» **WORK REQUEST**
Output the full listing exactly, character for character.

» **PROVIDED RECORDS**
****************************************

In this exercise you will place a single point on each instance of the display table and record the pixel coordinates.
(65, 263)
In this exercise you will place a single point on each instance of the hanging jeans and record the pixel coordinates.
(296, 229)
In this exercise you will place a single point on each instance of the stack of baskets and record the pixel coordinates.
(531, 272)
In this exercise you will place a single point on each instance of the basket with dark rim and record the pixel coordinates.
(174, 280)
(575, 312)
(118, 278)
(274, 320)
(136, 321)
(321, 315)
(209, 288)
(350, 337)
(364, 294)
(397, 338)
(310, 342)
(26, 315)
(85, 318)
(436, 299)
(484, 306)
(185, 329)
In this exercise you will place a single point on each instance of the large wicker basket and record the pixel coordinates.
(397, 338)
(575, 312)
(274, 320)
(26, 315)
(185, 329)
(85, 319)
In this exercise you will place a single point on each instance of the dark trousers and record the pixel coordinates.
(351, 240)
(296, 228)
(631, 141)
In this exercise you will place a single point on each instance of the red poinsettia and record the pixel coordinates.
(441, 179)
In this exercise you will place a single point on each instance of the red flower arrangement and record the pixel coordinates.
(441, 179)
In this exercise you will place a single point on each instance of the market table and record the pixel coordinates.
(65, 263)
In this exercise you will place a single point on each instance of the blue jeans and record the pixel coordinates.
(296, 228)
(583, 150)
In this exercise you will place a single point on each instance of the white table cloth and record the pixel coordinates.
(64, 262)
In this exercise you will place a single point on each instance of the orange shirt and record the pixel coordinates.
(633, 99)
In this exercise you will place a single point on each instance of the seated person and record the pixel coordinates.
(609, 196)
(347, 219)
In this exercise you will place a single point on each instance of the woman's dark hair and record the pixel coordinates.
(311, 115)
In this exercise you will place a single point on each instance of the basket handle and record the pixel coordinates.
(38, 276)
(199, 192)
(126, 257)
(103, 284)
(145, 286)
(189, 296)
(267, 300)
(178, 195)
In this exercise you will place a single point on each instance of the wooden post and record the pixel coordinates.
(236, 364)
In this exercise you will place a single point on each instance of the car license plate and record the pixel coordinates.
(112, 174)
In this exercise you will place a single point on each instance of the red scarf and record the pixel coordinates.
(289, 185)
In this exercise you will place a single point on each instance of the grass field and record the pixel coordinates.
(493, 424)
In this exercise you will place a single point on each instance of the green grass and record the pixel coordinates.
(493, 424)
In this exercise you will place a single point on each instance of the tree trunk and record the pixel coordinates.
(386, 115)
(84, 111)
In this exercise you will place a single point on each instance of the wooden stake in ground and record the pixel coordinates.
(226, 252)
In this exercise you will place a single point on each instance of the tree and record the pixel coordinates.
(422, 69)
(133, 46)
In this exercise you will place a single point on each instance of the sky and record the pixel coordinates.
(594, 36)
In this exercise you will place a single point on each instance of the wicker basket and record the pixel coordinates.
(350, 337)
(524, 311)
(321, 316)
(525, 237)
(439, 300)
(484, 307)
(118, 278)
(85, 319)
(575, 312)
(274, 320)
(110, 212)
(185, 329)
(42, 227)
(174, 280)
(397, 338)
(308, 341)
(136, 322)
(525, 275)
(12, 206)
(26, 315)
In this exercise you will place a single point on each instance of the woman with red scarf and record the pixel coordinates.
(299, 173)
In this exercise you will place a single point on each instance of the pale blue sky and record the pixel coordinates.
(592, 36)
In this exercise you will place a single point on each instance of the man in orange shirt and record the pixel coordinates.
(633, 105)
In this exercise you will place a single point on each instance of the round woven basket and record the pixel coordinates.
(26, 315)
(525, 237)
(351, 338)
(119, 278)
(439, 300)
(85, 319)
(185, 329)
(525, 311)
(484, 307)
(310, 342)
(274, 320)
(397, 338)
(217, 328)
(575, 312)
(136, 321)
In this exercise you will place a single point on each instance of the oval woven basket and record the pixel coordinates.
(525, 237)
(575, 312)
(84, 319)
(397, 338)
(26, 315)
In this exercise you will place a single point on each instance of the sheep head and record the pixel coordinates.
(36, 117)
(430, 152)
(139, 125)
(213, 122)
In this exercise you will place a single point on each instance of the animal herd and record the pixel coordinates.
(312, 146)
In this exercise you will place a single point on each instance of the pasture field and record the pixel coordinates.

****************************************

» **TASK SOLUTION**
In this exercise you will place a single point on each instance of the display table and record the pixel coordinates.
(65, 263)
In this exercise you will place a single point on each instance of the hanging jeans and record the pixel coordinates.
(296, 229)
In this exercise you will place a single point on each instance of the stack of baskets and record the pixel coordinates.
(531, 272)
In this exercise you will place a single point on each instance of the basket with dark rim and record the pixel coordinates.
(174, 280)
(575, 312)
(118, 278)
(274, 320)
(136, 321)
(321, 315)
(209, 288)
(350, 337)
(364, 294)
(397, 338)
(310, 342)
(26, 315)
(85, 318)
(436, 299)
(484, 306)
(185, 329)
In this exercise you will place a single point on each instance of the large wicker basket and record the pixel coordinates.
(397, 338)
(575, 312)
(274, 320)
(26, 315)
(185, 329)
(85, 319)
In this exercise you will place a single point on each instance of the dark trousers and record the pixel coordinates.
(351, 240)
(296, 228)
(631, 141)
In this exercise you will place a single point on each instance of the red poinsettia and record the pixel coordinates.
(441, 179)
In this exercise you will place a single point on each instance of the red flower arrangement and record the pixel coordinates.
(441, 179)
In this exercise you will place a single point on each instance of the market table and record the pixel coordinates.
(65, 263)
In this exercise you will place a single point on each instance of the blue jeans and record the pixel coordinates.
(296, 228)
(583, 150)
In this exercise you will place a single point on each instance of the white table cloth and record the pixel coordinates.
(64, 262)
In this exercise you will place a single point on each instance of the orange shirt and record the pixel coordinates.
(633, 99)
In this exercise you will place a single point on each instance of the seated person and record the pixel coordinates.
(609, 196)
(347, 219)
In this exercise you will place a single point on each instance of the woman's dark hair and record the pixel coordinates.
(311, 115)
In this exercise you will place a single point on each instance of the basket handle and record the pixel coordinates.
(38, 276)
(199, 192)
(126, 257)
(103, 284)
(145, 286)
(189, 296)
(267, 300)
(178, 195)
In this exercise you will place a single point on each instance of the wooden post and record the pixel coordinates.
(236, 364)
In this exercise you will place a single point on each instance of the car license plate and record the pixel coordinates.
(112, 174)
In this exercise you will place a single point on each instance of the red scarf and record the pixel coordinates.
(289, 185)
In this exercise you will place a single point on each instance of the grass field and record the pixel coordinates.
(493, 424)
In this exercise you will place a single point on each instance of the green grass and record the pixel coordinates.
(493, 424)
In this exercise you will place a single point on each instance of the tree trunk and record the pixel coordinates.
(386, 115)
(84, 111)
In this exercise you will place a single point on each instance of the wooden stake in ground and record the pixel coordinates.
(226, 252)
In this exercise you will place a single point on each instance of the tree and record the pixel coordinates.
(422, 69)
(133, 46)
In this exercise you will place a single point on each instance of the sky and record the pixel coordinates.
(594, 36)
In this exercise you will place a single point on each instance of the wicker basket and record the pixel coordinates.
(350, 337)
(524, 311)
(321, 316)
(525, 237)
(439, 300)
(484, 307)
(118, 278)
(85, 319)
(575, 312)
(274, 320)
(110, 212)
(185, 329)
(42, 227)
(174, 280)
(397, 338)
(308, 341)
(136, 322)
(525, 275)
(12, 206)
(26, 315)
In this exercise you will place a single point on each instance of the woman with red scarf and record the pixel coordinates.
(299, 173)
In this exercise you will place a single point on each instance of the pale blue sky and record the pixel coordinates.
(592, 36)
In this exercise you will place a single point on each instance of the man in orange shirt and record the pixel coordinates.
(633, 105)
In this exercise you will place a single point on each instance of the round woven basket and record the pixel coordinates.
(26, 315)
(525, 237)
(351, 338)
(119, 278)
(439, 300)
(85, 319)
(185, 329)
(525, 311)
(484, 307)
(310, 342)
(274, 320)
(397, 338)
(217, 328)
(575, 312)
(136, 321)
In this exercise you will place a single point on each instance of the oval woven basket and record the pixel coordinates.
(525, 237)
(575, 312)
(84, 319)
(397, 338)
(26, 315)
In this exercise you will place a single point on each instance of the sheep head and record the pixel coordinates.
(36, 117)
(430, 152)
(139, 125)
(213, 122)
In this exercise you will place a single point on each instance of the animal herd and record the pixel coordinates.
(312, 146)
In this exercise you will place a single point on each instance of the pasture field and record the pixel coordinates.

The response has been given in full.